* _GIVEN REQUEST_
Rewrite every row with "thickest part" changed to "widest part", leaving everything else the same.

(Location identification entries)
• • • • •
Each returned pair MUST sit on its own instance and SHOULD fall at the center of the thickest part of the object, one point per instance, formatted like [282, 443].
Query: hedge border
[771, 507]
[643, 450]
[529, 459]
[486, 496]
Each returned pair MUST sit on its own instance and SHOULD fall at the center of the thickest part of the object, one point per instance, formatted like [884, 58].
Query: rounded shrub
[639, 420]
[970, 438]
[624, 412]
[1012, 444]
• • • • •
* _EXERCISE RESULT_
Each returned pair MUST sit on its own instance and SHOULD fall at the center of the widest part of the object, one point per instance, formatted like [282, 443].
Query: hedge border
[771, 507]
[643, 450]
[529, 459]
[486, 496]
Each returned pair MUST sit on its own instance and SHOULD fall at the center of the widest part of the object, one point per instance, formatted like [884, 58].
Query: rounded shrub
[639, 420]
[970, 438]
[624, 412]
[1012, 444]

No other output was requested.